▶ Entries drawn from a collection
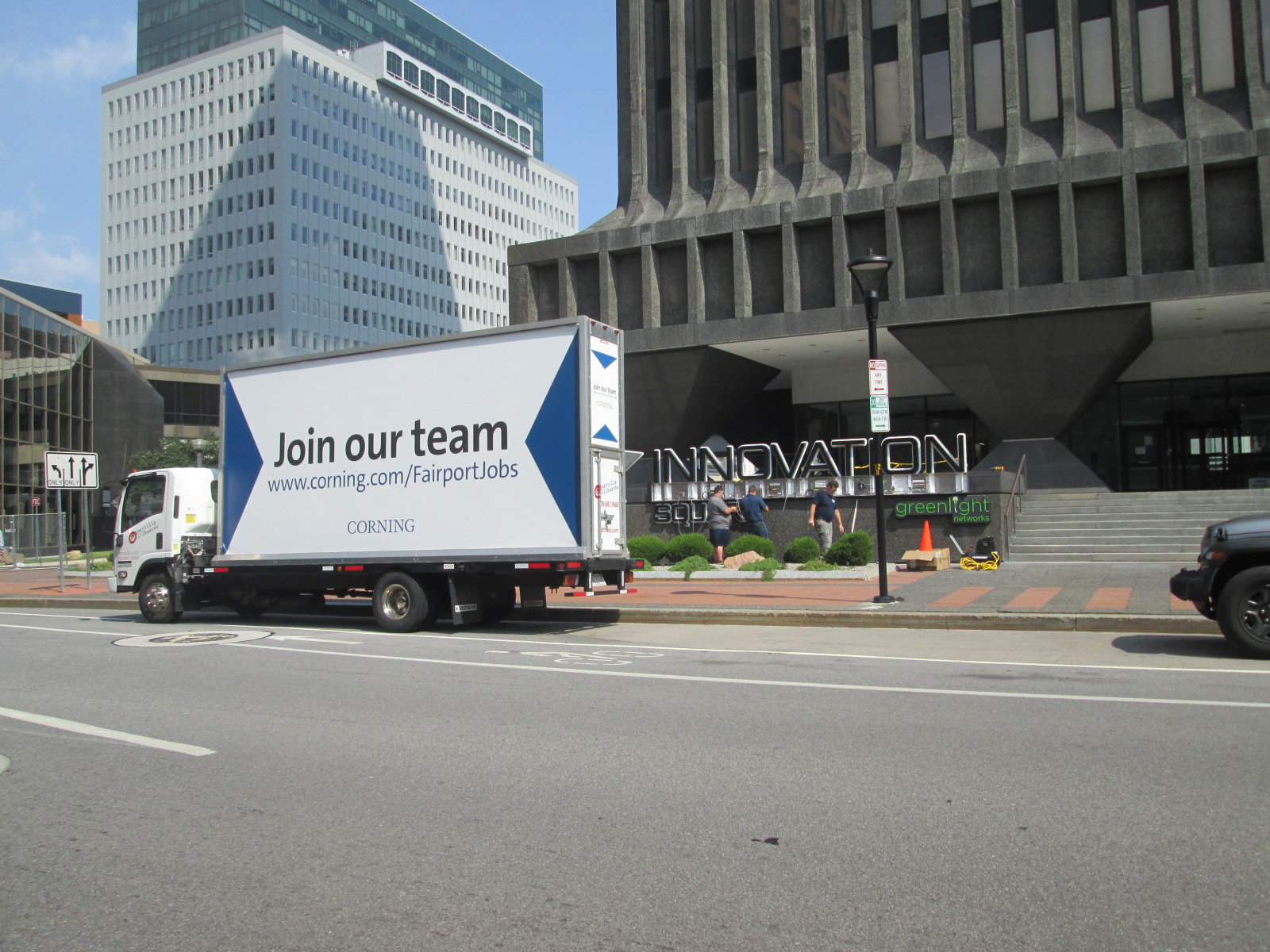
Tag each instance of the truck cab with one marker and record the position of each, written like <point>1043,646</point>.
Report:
<point>165,517</point>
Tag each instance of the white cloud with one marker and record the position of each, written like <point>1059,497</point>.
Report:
<point>94,59</point>
<point>52,260</point>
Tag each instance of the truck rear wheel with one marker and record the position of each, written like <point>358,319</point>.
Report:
<point>1244,611</point>
<point>156,600</point>
<point>403,605</point>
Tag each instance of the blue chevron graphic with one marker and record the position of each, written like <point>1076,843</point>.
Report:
<point>556,442</point>
<point>241,463</point>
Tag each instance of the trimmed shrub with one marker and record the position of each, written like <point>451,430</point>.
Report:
<point>852,549</point>
<point>692,564</point>
<point>651,549</point>
<point>686,545</point>
<point>803,550</point>
<point>752,543</point>
<point>817,565</point>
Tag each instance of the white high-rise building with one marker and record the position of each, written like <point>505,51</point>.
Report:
<point>275,197</point>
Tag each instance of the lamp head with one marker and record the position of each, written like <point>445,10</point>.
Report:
<point>869,272</point>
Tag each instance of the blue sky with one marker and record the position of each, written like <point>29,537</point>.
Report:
<point>56,55</point>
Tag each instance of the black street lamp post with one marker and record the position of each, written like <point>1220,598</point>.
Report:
<point>869,273</point>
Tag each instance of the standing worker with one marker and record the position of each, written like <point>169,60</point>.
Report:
<point>752,508</point>
<point>719,522</point>
<point>825,511</point>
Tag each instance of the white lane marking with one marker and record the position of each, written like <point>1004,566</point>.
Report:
<point>722,651</point>
<point>302,638</point>
<point>879,689</point>
<point>76,727</point>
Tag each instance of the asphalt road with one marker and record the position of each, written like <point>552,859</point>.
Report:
<point>626,787</point>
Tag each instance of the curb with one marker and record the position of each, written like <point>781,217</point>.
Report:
<point>857,619</point>
<point>794,619</point>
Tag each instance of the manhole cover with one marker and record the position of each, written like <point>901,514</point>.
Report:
<point>192,638</point>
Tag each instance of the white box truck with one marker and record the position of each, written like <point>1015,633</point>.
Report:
<point>436,478</point>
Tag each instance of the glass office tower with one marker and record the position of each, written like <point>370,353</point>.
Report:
<point>169,31</point>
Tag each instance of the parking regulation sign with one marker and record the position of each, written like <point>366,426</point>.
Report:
<point>71,471</point>
<point>879,414</point>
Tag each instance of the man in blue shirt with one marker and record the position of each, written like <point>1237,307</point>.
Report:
<point>752,508</point>
<point>825,511</point>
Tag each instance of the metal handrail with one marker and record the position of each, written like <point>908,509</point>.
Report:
<point>1011,512</point>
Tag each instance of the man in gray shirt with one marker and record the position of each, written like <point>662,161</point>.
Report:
<point>719,520</point>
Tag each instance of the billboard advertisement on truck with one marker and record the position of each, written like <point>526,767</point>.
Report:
<point>461,447</point>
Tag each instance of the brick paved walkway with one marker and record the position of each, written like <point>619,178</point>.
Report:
<point>1104,588</point>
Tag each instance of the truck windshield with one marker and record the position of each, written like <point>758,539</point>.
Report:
<point>143,499</point>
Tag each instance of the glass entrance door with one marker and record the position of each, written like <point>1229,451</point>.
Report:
<point>1145,455</point>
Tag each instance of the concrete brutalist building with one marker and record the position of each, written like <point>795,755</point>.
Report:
<point>1073,192</point>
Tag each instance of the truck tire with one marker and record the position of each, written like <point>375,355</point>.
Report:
<point>497,602</point>
<point>156,598</point>
<point>1244,611</point>
<point>403,605</point>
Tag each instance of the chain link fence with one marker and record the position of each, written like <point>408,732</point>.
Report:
<point>33,537</point>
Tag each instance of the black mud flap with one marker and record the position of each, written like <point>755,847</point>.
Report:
<point>533,597</point>
<point>465,601</point>
<point>1189,585</point>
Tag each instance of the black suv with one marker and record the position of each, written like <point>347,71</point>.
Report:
<point>1232,583</point>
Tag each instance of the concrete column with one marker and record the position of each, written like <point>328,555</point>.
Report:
<point>948,239</point>
<point>520,298</point>
<point>793,295</point>
<point>813,169</point>
<point>907,89</point>
<point>743,298</point>
<point>1132,228</point>
<point>1011,73</point>
<point>1067,225</point>
<point>1199,209</point>
<point>607,291</point>
<point>1067,83</point>
<point>696,282</point>
<point>766,97</point>
<point>568,298</point>
<point>841,277</point>
<point>681,109</point>
<point>633,116</point>
<point>652,291</point>
<point>1006,213</point>
<point>724,192</point>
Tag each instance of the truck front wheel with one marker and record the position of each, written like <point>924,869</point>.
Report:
<point>1244,611</point>
<point>156,600</point>
<point>403,605</point>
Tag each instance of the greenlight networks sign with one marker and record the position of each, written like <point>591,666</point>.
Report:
<point>975,511</point>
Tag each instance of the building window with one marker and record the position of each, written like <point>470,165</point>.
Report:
<point>1216,44</point>
<point>937,71</point>
<point>747,86</point>
<point>884,48</point>
<point>1098,55</point>
<point>837,78</point>
<point>1155,50</point>
<point>791,82</point>
<point>990,105</point>
<point>704,86</point>
<point>662,154</point>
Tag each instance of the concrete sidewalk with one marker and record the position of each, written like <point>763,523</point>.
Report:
<point>1022,596</point>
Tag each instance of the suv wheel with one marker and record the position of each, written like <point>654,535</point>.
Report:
<point>1244,611</point>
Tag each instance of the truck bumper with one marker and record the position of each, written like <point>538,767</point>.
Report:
<point>1189,585</point>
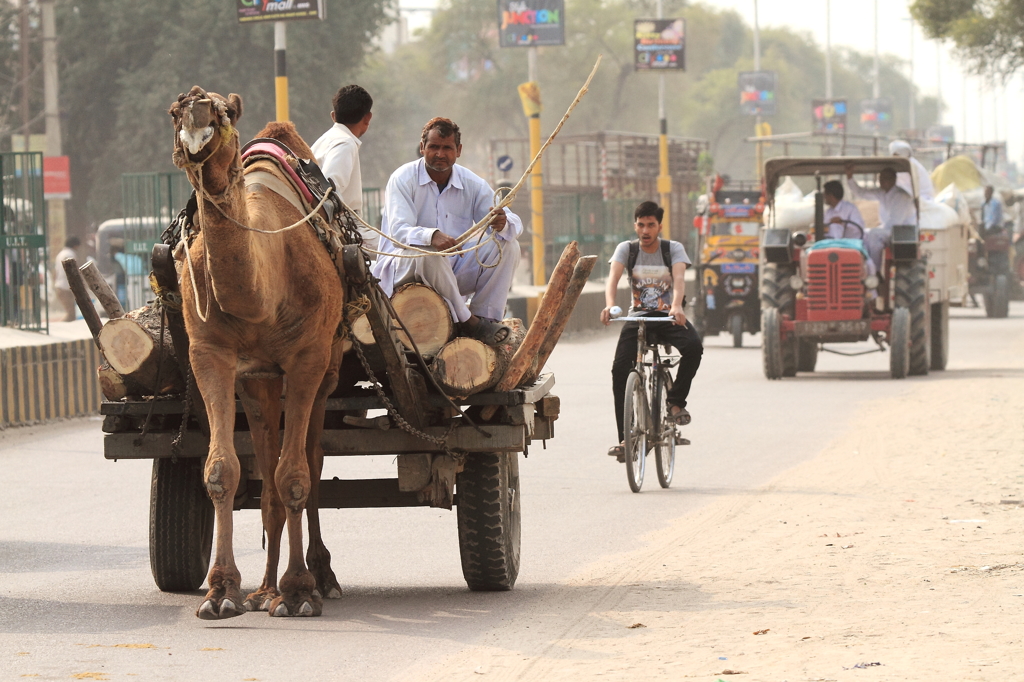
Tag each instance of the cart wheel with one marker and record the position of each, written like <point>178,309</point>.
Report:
<point>736,329</point>
<point>635,425</point>
<point>899,343</point>
<point>180,524</point>
<point>488,512</point>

▶ EXERCISE OBJECTIVE
Substitute "Locations:" for every "Report:" in the lines above, leaving all else unchanged and omitting the pictures.

▶ SOLUTION TO THE PROBLEM
Tag each instance of the truck cab with one marker and record the position of each, written like <point>1043,646</point>.
Locations:
<point>165,517</point>
Tag each instance of the white cloud with one marker and record the position of each, written like <point>1059,497</point>.
Locations:
<point>94,59</point>
<point>52,260</point>
Tag each instance of the truck rear wheel with one marker and record the position of each, written like <point>358,319</point>.
Locations:
<point>1244,611</point>
<point>156,600</point>
<point>403,605</point>
Tag each instance of the blue chevron graphic with one marker and record the position of each, written like <point>1076,843</point>.
Locations:
<point>556,442</point>
<point>241,463</point>
Tag each instance of the trimmed shrub with one marker and record the position of each, written like <point>451,430</point>.
Locations:
<point>852,549</point>
<point>692,564</point>
<point>651,549</point>
<point>686,545</point>
<point>803,550</point>
<point>752,543</point>
<point>817,565</point>
Tag each instance of the white high-rise building with one marker and record the position of each, written like <point>505,51</point>.
Locations:
<point>275,197</point>
Tag each instance of the lamp head with one marker and record the position of each, written like <point>445,10</point>.
Locations:
<point>869,272</point>
Tag each instance of the blue sky with one marker and record the position of each, written like <point>29,537</point>.
Locations:
<point>56,55</point>
Tag each instance of the black street lamp post with one marker and record the position of each, written like <point>1220,598</point>.
Locations:
<point>869,273</point>
Tag each instance of the standing worker with one marker and record the position of each, written like <point>169,60</point>.
Locations:
<point>752,508</point>
<point>719,522</point>
<point>825,511</point>
Tag each instance of the white lane marking with one marker and record the position of each, written like <point>1004,566</point>.
Locations:
<point>722,651</point>
<point>302,638</point>
<point>879,689</point>
<point>76,727</point>
Tag each instance of the asphalt road with one marker and record the position of each, written like <point>552,859</point>.
Locations:
<point>626,787</point>
Tag each instance of the curb with one marker and record the position of each, written like <point>781,217</point>.
Locations:
<point>857,619</point>
<point>794,619</point>
Tag each instance of the manhole cover with one marker and record the position of each, written like <point>901,514</point>.
Locations:
<point>192,638</point>
Tag each instance of the white box truck with one marker and record the position of each, written like <point>1015,633</point>.
Locations:
<point>436,478</point>
Tag each instance of the glass office tower with one marker and record the position of each, written like <point>370,353</point>.
Locations:
<point>169,31</point>
Tag each instance of the parking regulation sign with one marker and record the position of each, written like <point>366,426</point>.
Locations:
<point>71,471</point>
<point>879,414</point>
Tag each instance of the man in blue shirt with one marker and record the position of each, written like <point>1237,307</point>.
Locations:
<point>752,508</point>
<point>825,511</point>
Tag each instance of the metal handrail with one marker and record the position of each, written like <point>908,509</point>.
Locations:
<point>1011,512</point>
Tag each instance of the man in gray shirt with one marker and record the position of each, written like <point>662,161</point>.
Locations:
<point>719,520</point>
Tag each instance of the billboard advertisement on truck with one marker and record the position of each, written like <point>526,767</point>.
Locations:
<point>461,447</point>
Tag each instance of the brick paved walkway with one marker and record the position of each, written like <point>619,178</point>.
Locations:
<point>1104,588</point>
Tag each instance of the truck windshield with one marker and record the position of each, written like <point>758,539</point>.
Locations:
<point>143,499</point>
Tag each instance of the glass entrance door with one marker and record the position of each, written like <point>1229,451</point>.
Locations:
<point>1145,455</point>
Tag each instance of the concrete brutalist building with one marker and record the position of each, written like <point>795,755</point>.
Locations:
<point>1073,192</point>
Tag each instance of the truck tire with one marker and record the position of each, written like <point>375,355</point>.
Locations:
<point>497,602</point>
<point>156,598</point>
<point>1244,611</point>
<point>403,605</point>
Tag each instance of the chain link fence with one marker and record the position of each, written like <point>408,732</point>.
Locations:
<point>33,537</point>
Tag each instance of the black mud flap with one marker and record the position of each, written like <point>755,847</point>.
Locations:
<point>533,597</point>
<point>465,601</point>
<point>1189,585</point>
Tag each instance of the black suv with one marker and record the position of each, written like <point>347,71</point>.
Locations:
<point>1232,583</point>
Tag each instance of the concrete column with one marker and record the position of each, written like <point>328,555</point>.
Locations:
<point>948,239</point>
<point>520,298</point>
<point>793,295</point>
<point>813,169</point>
<point>907,89</point>
<point>743,298</point>
<point>1132,228</point>
<point>1011,73</point>
<point>1067,225</point>
<point>1199,209</point>
<point>607,291</point>
<point>1067,83</point>
<point>696,282</point>
<point>766,97</point>
<point>568,298</point>
<point>841,277</point>
<point>681,109</point>
<point>633,116</point>
<point>652,291</point>
<point>1006,213</point>
<point>724,192</point>
Tag each instance of the truck front wheel with one marker and record the position of each, written like <point>924,869</point>.
Locations:
<point>1244,611</point>
<point>156,600</point>
<point>403,605</point>
Tag each instance of the greenlight networks sign with one marker and record the position of each, written like <point>591,666</point>.
Locations:
<point>975,511</point>
Tag each instance of the building window with one marker and record the position of each, written like <point>470,165</point>.
Locations:
<point>1216,44</point>
<point>937,71</point>
<point>747,86</point>
<point>884,48</point>
<point>1098,55</point>
<point>837,78</point>
<point>1155,50</point>
<point>791,82</point>
<point>990,105</point>
<point>704,86</point>
<point>662,154</point>
Tag each instance of the concrete sidewalk with one marker and record the position of each, written like <point>763,523</point>.
Locations:
<point>1022,596</point>
Tag each instance of the suv wheel with one marker and record the position of each, written like <point>654,535</point>.
Locations:
<point>1244,611</point>
Tag each instance of the truck bumper with one marker and record the position of each, written like <point>538,767</point>.
Locations:
<point>1189,585</point>
Tag each instance of the cart wheel with one marker and record the position of each, written like <point>178,309</point>.
Locations:
<point>736,329</point>
<point>635,425</point>
<point>899,343</point>
<point>180,524</point>
<point>488,512</point>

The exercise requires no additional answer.